- _TASK 1_
Retype the stretch of the grid computing article from "Erberich, a computer" through "physically carried there.".
- _TASK 2_
Continue the grid computing article from its last sentence.

- _QUOTED PASSAGE_
== Segment start ==

A grid computing system is providing the infrastructure for radiologists, pediatric oncologists, and other physicians at 40 hospitals across North America to quickly and securely exchange high-resolution images, providing the framework for rendering specialists' second opinions and determining whether children who have cancer are responding to therapy.
A grid computing system is providing the infrastructure for radiologists, pediatric oncologists, and other physicians at 40 hospitals across North America to quickly and securely exchange high-resolution images, providing the framework for rendering specialists' second opinions and determining whether children who have cancer are responding to therapy.
"We have broken the medical image communication barrier," said Stephan Erberich, director of Functional Imaging and Biomedical Informatics at Childrens Hospital Los Angeles.
Erberich, a computer scientist, described at the RSNA meeting the Globus Medicus system, an open-source grid collaboration software project developed at Viterbi School of Engineering's Information Sciences Institute (ISI) and Argonne National Laboratories (ANL).
Carl Kesselman and Ann Chevernak of ISI, who worked with Erberich in creating Medicus, based the system on DICOM and its potential for transparent data exchange among collaborating researchers and physicians.
According to Erberich, access to patient data has been limited to the hospital where the images were acquired and not available even to the patient's point-of-care facility, if different, unless physically carried there.

== Segment end ==

- _DATA SHOWN_

== Segment start ==

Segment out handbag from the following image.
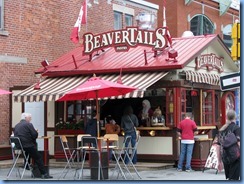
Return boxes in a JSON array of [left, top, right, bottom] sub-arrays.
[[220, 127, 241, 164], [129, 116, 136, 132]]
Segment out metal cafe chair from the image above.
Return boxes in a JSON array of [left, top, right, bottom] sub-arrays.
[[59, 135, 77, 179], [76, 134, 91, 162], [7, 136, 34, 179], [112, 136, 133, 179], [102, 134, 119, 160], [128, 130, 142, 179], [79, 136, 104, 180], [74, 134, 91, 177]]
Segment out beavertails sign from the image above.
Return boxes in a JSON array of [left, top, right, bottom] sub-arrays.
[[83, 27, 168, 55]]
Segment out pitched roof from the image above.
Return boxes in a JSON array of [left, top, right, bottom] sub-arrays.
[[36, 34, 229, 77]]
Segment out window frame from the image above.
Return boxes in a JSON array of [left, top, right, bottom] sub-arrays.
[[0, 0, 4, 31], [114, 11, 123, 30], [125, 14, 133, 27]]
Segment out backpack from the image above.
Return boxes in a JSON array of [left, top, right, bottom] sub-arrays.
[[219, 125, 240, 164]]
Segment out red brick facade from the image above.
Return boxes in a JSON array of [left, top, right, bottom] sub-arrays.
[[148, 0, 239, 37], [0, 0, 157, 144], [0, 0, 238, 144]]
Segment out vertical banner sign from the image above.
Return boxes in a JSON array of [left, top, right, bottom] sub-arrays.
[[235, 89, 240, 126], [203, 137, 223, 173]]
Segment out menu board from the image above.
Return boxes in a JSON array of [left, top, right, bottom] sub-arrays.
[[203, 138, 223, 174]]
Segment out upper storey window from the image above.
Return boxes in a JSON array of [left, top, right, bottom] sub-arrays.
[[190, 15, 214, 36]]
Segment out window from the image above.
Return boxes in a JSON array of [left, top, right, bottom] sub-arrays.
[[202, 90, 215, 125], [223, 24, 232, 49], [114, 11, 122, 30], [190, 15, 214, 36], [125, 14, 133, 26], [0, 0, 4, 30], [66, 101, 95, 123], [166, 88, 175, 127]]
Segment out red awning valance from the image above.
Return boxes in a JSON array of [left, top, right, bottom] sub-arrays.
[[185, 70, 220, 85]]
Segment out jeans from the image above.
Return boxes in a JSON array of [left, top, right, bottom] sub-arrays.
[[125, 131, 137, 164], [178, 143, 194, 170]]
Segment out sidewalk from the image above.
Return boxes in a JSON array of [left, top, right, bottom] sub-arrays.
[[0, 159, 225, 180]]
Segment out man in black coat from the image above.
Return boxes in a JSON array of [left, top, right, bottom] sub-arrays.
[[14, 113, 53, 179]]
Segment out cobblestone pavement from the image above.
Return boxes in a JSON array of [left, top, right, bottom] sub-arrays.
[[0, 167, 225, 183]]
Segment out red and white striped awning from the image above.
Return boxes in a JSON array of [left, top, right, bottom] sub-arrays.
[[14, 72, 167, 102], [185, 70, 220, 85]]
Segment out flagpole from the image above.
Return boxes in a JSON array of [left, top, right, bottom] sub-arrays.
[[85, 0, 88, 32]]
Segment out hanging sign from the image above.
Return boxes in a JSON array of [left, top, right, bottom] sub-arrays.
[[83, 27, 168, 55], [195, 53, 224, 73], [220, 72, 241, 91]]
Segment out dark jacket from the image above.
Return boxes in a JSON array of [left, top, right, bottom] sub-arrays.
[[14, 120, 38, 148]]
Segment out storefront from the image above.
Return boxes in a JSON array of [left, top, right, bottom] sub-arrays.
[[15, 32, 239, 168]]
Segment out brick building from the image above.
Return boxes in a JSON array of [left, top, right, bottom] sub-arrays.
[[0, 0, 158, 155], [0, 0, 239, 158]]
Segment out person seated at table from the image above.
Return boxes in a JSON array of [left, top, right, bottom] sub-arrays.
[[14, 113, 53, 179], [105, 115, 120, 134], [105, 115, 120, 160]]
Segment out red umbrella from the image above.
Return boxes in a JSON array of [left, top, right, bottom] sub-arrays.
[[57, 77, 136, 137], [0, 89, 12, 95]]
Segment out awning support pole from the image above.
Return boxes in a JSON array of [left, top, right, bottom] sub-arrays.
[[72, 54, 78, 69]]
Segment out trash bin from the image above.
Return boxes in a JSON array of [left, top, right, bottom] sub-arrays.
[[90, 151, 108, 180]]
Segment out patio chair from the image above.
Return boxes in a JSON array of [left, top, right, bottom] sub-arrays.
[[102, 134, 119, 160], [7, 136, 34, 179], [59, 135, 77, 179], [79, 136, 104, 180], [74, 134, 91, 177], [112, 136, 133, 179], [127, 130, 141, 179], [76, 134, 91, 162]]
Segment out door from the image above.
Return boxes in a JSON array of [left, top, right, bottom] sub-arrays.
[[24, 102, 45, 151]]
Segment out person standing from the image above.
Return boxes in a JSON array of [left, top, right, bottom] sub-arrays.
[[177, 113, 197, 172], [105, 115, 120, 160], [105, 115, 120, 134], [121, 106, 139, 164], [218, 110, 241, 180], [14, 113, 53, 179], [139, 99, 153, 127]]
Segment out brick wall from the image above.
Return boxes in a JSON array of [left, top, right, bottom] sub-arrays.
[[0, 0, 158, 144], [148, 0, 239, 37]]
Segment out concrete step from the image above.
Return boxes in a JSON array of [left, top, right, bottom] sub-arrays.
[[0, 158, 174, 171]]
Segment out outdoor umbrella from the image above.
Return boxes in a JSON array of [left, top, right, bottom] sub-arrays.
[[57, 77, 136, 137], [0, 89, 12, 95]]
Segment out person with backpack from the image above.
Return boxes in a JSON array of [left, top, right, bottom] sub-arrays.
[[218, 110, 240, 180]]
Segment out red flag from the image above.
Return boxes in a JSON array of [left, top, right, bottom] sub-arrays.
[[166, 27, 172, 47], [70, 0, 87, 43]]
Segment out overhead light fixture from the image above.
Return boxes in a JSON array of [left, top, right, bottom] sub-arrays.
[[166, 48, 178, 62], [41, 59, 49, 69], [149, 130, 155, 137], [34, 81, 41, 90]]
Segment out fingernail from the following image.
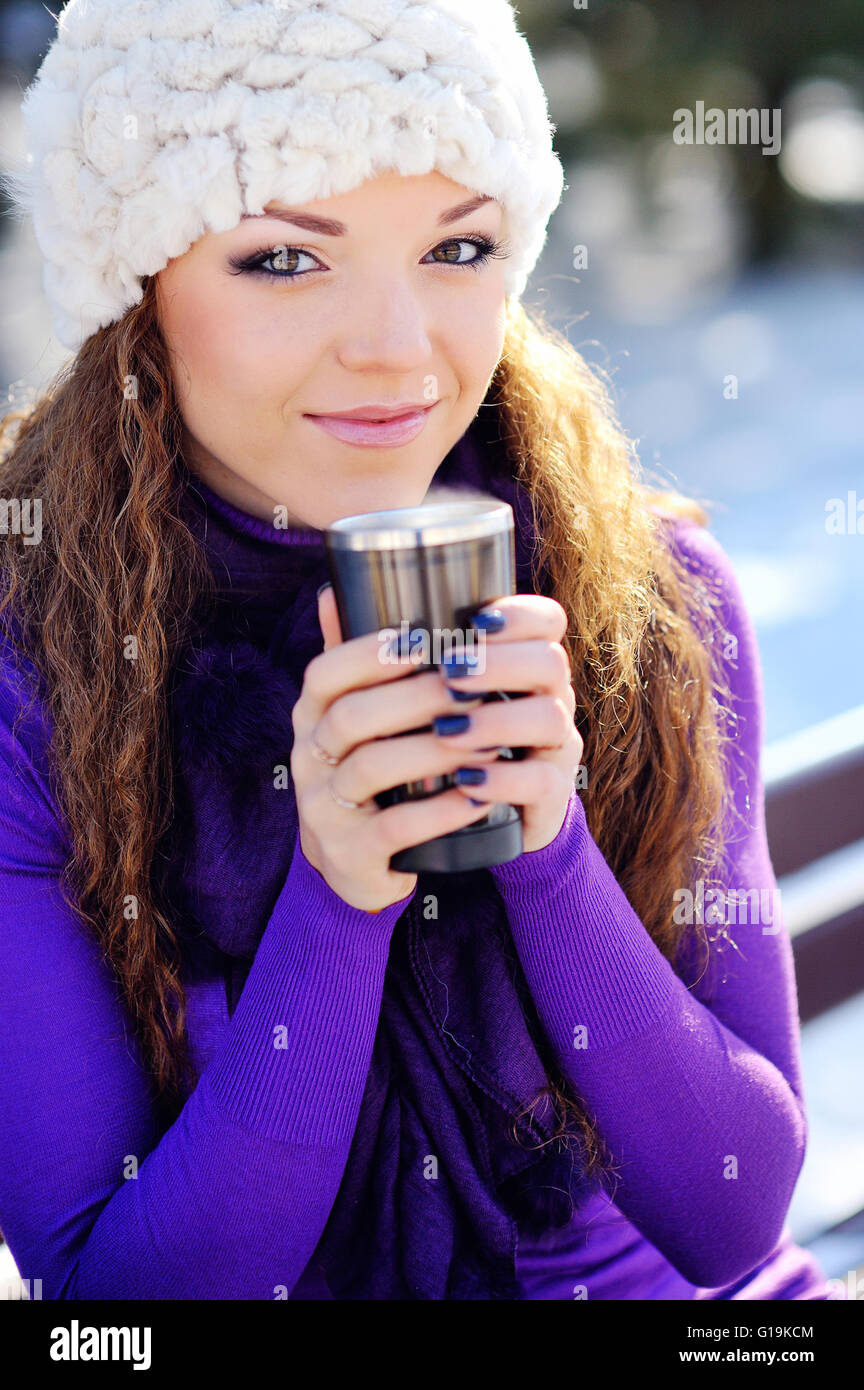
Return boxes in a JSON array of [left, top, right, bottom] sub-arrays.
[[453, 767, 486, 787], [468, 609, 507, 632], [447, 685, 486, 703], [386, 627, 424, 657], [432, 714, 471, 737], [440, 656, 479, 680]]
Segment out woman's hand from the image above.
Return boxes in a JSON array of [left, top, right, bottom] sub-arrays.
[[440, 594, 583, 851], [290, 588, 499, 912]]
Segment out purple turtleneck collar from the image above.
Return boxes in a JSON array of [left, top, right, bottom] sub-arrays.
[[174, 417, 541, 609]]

== Segment end ==
== Segment start ==

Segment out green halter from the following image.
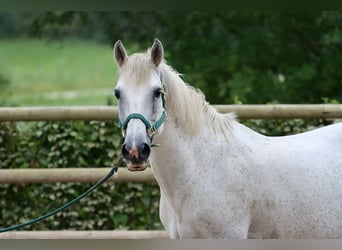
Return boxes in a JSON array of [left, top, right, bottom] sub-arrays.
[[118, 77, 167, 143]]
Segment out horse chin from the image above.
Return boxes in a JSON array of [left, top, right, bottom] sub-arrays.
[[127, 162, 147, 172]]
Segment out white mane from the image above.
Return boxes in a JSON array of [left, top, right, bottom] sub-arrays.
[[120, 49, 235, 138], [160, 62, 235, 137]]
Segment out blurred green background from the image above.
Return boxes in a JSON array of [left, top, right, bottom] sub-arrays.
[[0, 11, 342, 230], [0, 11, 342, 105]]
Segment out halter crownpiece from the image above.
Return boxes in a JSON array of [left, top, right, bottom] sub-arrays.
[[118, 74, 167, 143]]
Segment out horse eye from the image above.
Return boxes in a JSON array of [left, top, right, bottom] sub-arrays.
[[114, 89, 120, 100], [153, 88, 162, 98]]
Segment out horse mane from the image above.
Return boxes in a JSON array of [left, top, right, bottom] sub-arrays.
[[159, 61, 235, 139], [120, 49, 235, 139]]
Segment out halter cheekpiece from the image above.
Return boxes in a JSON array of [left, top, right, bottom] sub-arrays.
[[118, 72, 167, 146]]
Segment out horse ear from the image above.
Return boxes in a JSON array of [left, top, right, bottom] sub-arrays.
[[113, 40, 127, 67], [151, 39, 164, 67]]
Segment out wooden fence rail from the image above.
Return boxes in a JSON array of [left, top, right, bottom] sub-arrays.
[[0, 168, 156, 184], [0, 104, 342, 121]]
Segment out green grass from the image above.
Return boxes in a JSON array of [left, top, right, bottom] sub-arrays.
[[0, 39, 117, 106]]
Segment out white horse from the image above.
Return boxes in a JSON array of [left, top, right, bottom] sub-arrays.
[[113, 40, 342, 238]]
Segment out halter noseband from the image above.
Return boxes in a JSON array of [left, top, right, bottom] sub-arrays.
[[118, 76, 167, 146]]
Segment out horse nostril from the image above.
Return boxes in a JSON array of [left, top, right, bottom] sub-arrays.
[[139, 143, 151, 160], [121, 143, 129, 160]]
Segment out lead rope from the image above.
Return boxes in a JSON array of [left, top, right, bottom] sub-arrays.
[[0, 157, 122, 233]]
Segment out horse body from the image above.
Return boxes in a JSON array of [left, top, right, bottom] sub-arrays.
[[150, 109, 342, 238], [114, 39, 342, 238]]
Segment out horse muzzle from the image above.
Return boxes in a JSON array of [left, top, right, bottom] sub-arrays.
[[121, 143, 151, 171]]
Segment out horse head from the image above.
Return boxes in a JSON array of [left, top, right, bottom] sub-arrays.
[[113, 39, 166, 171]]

== Segment end ==

- _TASK RESULT 1_
Erberich, a computer scientist, described at the RSNA meeting the Globus Medicus system, an open-source grid collaboration software project developed at Viterbi School of Engineering's Information Sciences Institute (ISI) and Argonne National Laboratories (ANL).
Carl Kesselman and Ann Chevernak of ISI, who worked with Erberich in creating Medicus, based the system on DICOM and its potential for transparent data exchange among collaborating researchers and physicians.
According to Erberich, access to patient data has been limited to the hospital where the images were acquired and not available even to the patient's point-of-care facility, if different, unless physically carried there.

- _TASK RESULT 2_
"Today if you leave the hospital, you either leave your digitized images behind or you have to carry them on a CD-ROM," Erberich said. "This is not the 21st century healthcare we need in a networked society."
But, using the DICOM Grid Interface Service (DGIS) and Medicus, DICOM records at medical facilities anywhere are now easily accessible and exchangeable, he said.
The MEDICUS project began when Erberich approached Kesselman and Chervenak and asked them "to translate DICOM into grid," Erberich said.
Kesselman had, as part of the Globus project, previously helped more than a dozen scientific communities - from high-energy physicists to geologists simulating earthquakes - share instruments and data.
"There had to be new code developed to handle the medical-specific things like DICOM translation and patient confidentiality assurance," Kesselman said, "but this leverages all of the existing underlying Globus technology that we use in many other projects."
Erberich developed the DICOM-to-grid interface and led the interdisciplinary collaboration among the engineering and clinical teams, working with Childrens Hospital radiologist in chief and chairman Dr. Marvin D. Nelson.
The system has been in place since September.
"(It's) totally transparent," Nelson said. "Each facility is now connected to the grid using its own interface. You only need one interface and that serves the whole hospital by reusing the hospital's capital investment in DICOM visualization devices."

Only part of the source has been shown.